◆ Dataset extract
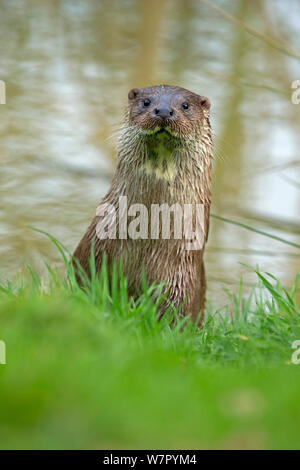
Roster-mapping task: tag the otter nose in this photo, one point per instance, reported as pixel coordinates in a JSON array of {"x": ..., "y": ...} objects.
[{"x": 164, "y": 112}]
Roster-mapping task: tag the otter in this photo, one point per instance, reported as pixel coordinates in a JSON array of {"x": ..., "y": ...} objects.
[{"x": 164, "y": 159}]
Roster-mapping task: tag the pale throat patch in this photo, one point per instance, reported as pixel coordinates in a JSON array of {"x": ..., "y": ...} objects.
[{"x": 160, "y": 161}]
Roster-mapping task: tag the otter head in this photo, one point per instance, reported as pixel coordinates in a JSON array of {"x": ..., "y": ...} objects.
[
  {"x": 170, "y": 109},
  {"x": 166, "y": 127}
]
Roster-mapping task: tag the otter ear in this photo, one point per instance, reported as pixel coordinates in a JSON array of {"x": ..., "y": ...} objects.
[
  {"x": 133, "y": 93},
  {"x": 205, "y": 102}
]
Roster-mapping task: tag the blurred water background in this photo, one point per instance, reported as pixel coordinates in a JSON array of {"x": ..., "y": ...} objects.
[{"x": 68, "y": 66}]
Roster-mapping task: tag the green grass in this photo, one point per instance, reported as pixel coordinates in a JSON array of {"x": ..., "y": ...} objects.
[{"x": 89, "y": 368}]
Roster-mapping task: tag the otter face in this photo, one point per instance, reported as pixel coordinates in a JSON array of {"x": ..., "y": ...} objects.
[{"x": 171, "y": 109}]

◆ Work instruction
Only the lines from the one containing "Roster-mapping task: tag the green" through the last line of the material belong in your answer; output them exactly.

◆ Response to this task
Roster-mapping task: tag the green grass in this photo, one point per instance, reported as pixel coordinates in a JSON array of {"x": ..., "y": ...} objects.
[{"x": 89, "y": 368}]
Roster-mapping task: tag the otter face in this photo, one point per instance, reported as pixel coordinates in a JSON array of {"x": ..., "y": ...} objects.
[{"x": 171, "y": 109}]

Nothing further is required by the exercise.